Each record that follows should be duplicated exactly, except for its pictures.

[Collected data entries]
________________________________________

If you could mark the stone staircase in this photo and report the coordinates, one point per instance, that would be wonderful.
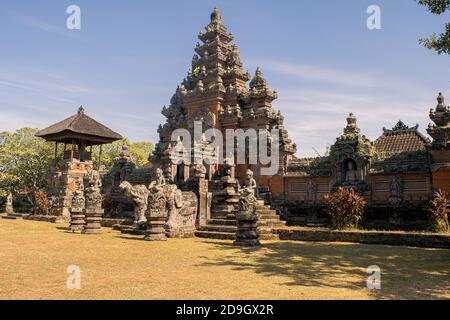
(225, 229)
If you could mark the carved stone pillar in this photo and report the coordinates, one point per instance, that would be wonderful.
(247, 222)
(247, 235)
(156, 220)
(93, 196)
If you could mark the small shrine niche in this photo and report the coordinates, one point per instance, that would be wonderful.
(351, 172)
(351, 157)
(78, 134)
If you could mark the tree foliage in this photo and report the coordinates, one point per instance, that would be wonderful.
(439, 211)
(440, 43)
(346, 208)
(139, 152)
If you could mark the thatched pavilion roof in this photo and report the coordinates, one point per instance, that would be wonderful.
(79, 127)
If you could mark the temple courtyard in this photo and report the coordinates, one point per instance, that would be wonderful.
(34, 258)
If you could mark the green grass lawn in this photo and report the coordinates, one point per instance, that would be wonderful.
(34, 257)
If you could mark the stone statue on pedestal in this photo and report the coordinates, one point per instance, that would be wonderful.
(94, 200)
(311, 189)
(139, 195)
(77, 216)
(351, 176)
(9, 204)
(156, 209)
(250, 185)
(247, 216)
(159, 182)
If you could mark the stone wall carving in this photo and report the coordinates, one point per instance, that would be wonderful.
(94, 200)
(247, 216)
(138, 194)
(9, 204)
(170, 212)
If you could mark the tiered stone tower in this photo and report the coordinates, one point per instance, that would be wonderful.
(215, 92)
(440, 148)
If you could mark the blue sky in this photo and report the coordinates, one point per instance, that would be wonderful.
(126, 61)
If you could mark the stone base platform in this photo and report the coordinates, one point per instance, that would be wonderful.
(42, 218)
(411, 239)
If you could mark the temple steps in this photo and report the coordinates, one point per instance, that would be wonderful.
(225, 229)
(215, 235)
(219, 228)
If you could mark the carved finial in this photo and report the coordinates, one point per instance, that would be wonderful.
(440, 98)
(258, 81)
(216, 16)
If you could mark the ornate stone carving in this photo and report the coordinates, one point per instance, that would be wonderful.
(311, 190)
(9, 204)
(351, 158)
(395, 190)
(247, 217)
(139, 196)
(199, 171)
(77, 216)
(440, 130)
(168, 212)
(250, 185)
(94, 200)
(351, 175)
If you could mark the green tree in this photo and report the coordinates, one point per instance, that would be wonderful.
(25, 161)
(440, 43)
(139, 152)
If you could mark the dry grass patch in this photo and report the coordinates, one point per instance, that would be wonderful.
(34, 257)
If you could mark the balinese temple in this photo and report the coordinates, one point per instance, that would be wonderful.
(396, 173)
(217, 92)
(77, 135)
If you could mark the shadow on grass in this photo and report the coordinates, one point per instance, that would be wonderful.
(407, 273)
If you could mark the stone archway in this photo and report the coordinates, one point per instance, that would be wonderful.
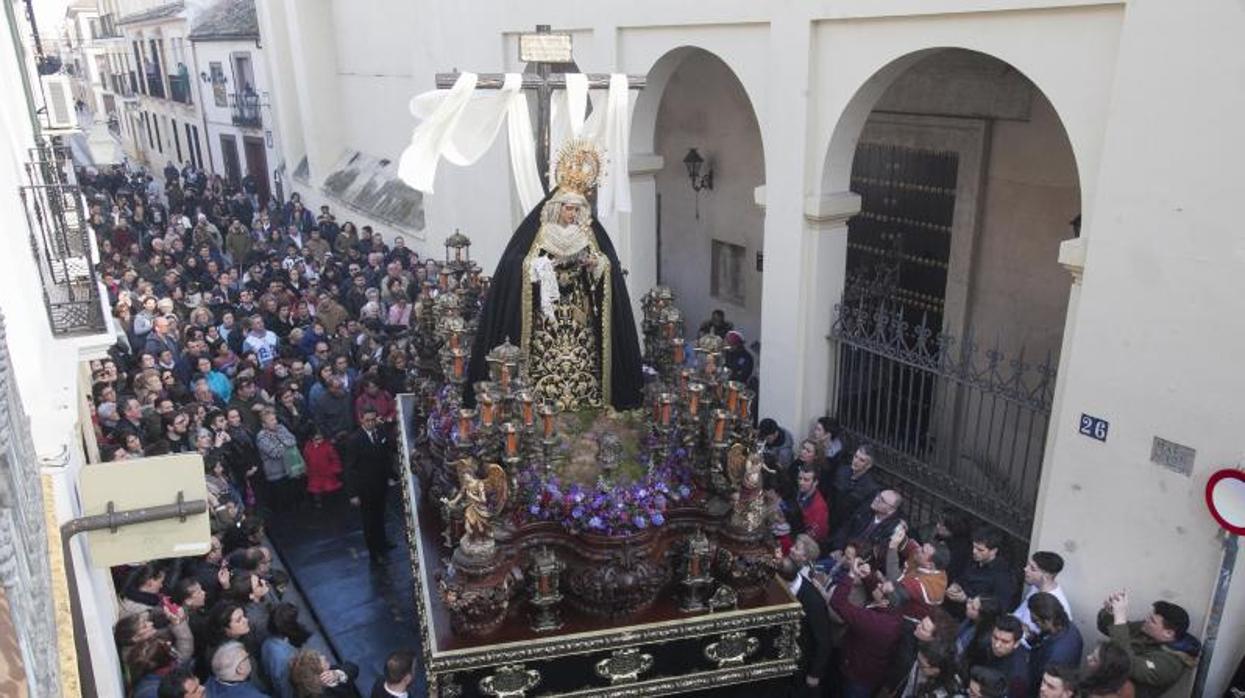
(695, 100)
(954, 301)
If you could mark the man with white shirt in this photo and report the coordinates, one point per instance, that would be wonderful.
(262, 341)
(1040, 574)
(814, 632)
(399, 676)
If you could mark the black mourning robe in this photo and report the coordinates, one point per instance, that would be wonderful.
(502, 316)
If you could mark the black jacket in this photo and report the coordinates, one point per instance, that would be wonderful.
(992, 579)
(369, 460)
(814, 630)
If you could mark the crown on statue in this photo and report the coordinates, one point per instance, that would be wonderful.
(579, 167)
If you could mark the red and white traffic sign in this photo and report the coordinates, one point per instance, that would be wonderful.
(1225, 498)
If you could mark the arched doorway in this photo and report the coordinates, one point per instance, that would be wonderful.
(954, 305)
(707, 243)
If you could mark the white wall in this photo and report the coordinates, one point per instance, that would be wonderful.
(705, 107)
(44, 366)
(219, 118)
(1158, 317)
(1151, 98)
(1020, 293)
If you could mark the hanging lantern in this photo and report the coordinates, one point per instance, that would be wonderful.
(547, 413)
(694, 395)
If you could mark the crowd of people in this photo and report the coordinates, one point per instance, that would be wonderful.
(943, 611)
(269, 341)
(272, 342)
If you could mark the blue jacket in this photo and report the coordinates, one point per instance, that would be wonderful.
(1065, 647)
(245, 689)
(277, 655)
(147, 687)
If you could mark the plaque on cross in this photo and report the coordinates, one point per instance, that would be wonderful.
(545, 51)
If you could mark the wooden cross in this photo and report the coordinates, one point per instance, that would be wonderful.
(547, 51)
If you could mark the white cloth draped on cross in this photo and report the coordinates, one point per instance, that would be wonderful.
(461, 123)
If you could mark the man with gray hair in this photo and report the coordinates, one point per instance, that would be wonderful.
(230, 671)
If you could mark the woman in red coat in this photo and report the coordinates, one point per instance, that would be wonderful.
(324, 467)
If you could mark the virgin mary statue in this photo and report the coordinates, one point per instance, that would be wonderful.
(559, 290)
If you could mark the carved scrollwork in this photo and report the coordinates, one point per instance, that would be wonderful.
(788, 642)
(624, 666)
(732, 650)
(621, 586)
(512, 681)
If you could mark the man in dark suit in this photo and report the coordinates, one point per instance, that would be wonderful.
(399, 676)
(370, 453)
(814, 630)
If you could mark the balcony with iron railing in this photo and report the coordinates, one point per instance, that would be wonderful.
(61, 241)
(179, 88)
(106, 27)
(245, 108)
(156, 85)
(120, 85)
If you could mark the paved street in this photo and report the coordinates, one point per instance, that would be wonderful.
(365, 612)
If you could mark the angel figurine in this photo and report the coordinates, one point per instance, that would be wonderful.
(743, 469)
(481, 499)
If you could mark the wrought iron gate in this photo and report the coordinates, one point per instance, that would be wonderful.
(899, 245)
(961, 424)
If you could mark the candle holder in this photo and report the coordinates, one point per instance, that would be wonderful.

________________________________________

* REPLY TO THE EXERCISE:
If you could mark the stone staircase in this photo and report the coordinates, one point per instance, that would be wonderful.
(225, 229)
If you could mark the carved stone pillar in this photo and report the coordinates, one point per instance, that would be wonderful.
(247, 222)
(247, 235)
(156, 220)
(93, 196)
If you could mark the small shrine niche in this photo and report the coordinates, one point per instance, that would be wonderful.
(351, 172)
(351, 157)
(78, 134)
If you could mark the tree foliage in this photo and report the coordinates, one point per instance, that would be wonderful.
(439, 211)
(440, 43)
(346, 208)
(139, 152)
If you could mark the thatched pavilion roof in this photo and report the coordinates, one point per instance, that would be wonderful.
(79, 127)
If you could mark the temple courtyard in this photo and report the coordinates, one point per instance, that would be wonderful.
(34, 258)
If you could mark the green grass lawn in this photo and report the coordinates, one point per instance, that would be wonderful.
(34, 257)
If you could mark the stone statue on pedestal in this photo and report the coordinates, one point per instance, that would be wonderful.
(94, 200)
(311, 189)
(139, 195)
(77, 216)
(351, 176)
(9, 204)
(156, 209)
(250, 185)
(247, 216)
(159, 182)
If you could mark the stone wall carving in this photo and report the coordinates, one point per instance, that would be wonderful.
(94, 200)
(247, 216)
(138, 194)
(9, 204)
(170, 212)
If you could mark the tiered stone tower in this photo and report the coordinates, one point per instance, that would be wonderful.
(215, 92)
(440, 148)
If you could mark the blue sky in this photo and report the coordinates, one point per instance, that would be wonderful.
(126, 61)
If you could mark the stone base platform in this photo and report the coordinates, one point per instance, that would be wonderful.
(42, 218)
(411, 239)
If you could mark the temple steps in this photo and report the coordinates, one point per instance, that would be wonderful.
(225, 229)
(215, 235)
(219, 228)
If you could mark the carved finial in this photo and report the coordinates, one point per instance, that would be wonderful.
(440, 98)
(258, 81)
(216, 16)
If you could mark the ornate stone carving in this photo and report the coordinates, one point per instance, that would be wonderful.
(311, 190)
(9, 204)
(351, 158)
(395, 190)
(247, 217)
(139, 196)
(199, 171)
(77, 216)
(440, 130)
(168, 212)
(250, 185)
(94, 200)
(351, 175)
If you could mark the green tree in this photo and report the coordinates, one point per instance, that would be wonderful.
(25, 161)
(440, 43)
(139, 152)
If you could mark the dry grass patch in this photo and report the coordinates, one point per instance, that would be wonderful.
(34, 257)
If you could mark the balinese temple in this photo and report the coordinates, one point per instance, that would be wonderful.
(396, 173)
(217, 92)
(77, 135)
If you could mark the shadow on grass in this photo and report the coordinates, one point per instance, that would be wonderful.
(407, 273)
If you could mark the stone archway in this photo and report the coordinates, one point per instance, that would be wonderful.
(695, 100)
(954, 301)
If you could mark the man with white shirt in this photo and report the coordinates, one point per instance, that would be wonderful.
(262, 341)
(1040, 574)
(814, 632)
(399, 676)
If you could mark the black mourning robe in this photo and report the coordinates, one point per instance, that would be wonderful.
(502, 316)
If you could mark the black jacket in this photo and report the coordinates, one point per instance, that would be wonderful.
(992, 579)
(369, 460)
(814, 630)
If you could mark the crown on statue in this photo and report the coordinates, one point per instance, that would be wonderful.
(579, 167)
If you could mark the red and white traffic sign in this photo and report the coordinates, one point per instance, that would be wonderful.
(1225, 498)
If you could mark the arched doorway in this photo and report the coordinates, one point per instance, that would be wonderful.
(954, 305)
(707, 243)
If you could mark the white wall in this photo and report the coordinates, one point per instance, that would be wonderful.
(705, 107)
(44, 366)
(219, 118)
(1158, 317)
(1151, 98)
(1020, 293)
If you could mark the hanging lantern in this photo and report the coordinates, one point per instance, that would be wonderful.
(547, 413)
(694, 395)
If you could mark the crowd of people in this photo and report the coordinates, one point per instance, that would be wonderful.
(943, 611)
(269, 341)
(272, 342)
If you could mark the blue jacket in this photo and report the coordinates, one point per instance, that would be wonderful.
(1065, 647)
(245, 689)
(277, 655)
(147, 687)
If you could mark the plaque on cross in this photo and report the coordinates, one point per instance, that would be wonderful.
(545, 51)
If you could mark the wooden cross in this photo and report the coordinates, one point per instance, that would be wonderful.
(547, 51)
If you could mark the white cloth draped on cross in this photo and report the coordinates, one point per instance, that would be wonderful.
(461, 123)
If you could mark the man with gray hair in this photo and report the coordinates, one point per instance, that would be wonderful.
(230, 671)
If you could mark the woman in red coat in this photo and report the coordinates, one point per instance, that would be wonderful.
(324, 467)
If you could mark the virgin mary statue in this photo and report the coordinates, one point per instance, that would be wonderful.
(559, 290)
If you could mark the carved scrollwork in this photo and report the coordinates, one point per instance, that would be wonderful.
(788, 642)
(624, 666)
(732, 650)
(621, 586)
(512, 681)
If you could mark the man in dark suit in this photo and report the coordinates, one point per instance, that would be wonderful.
(399, 676)
(370, 453)
(814, 630)
If you could mark the balcony with iron railing in this photo and report the coordinates, one point per instance, that would be wonderful.
(61, 241)
(179, 88)
(106, 27)
(245, 108)
(156, 85)
(120, 85)
If you could mark the paved street in this photo and report the coordinates, one point per instance, that would be wonderful.
(365, 612)
If you could mark the angel figurine in this photo and report the coordinates, one point per instance, that would be wonderful.
(743, 469)
(481, 499)
If you could mark the wrought iron gate in this photo and report the coordinates, one point per instance, that would be wonderful.
(899, 245)
(961, 424)
If you could mark the candle holder in this photo and report the coordinates, one point per instance, that would be wonderful.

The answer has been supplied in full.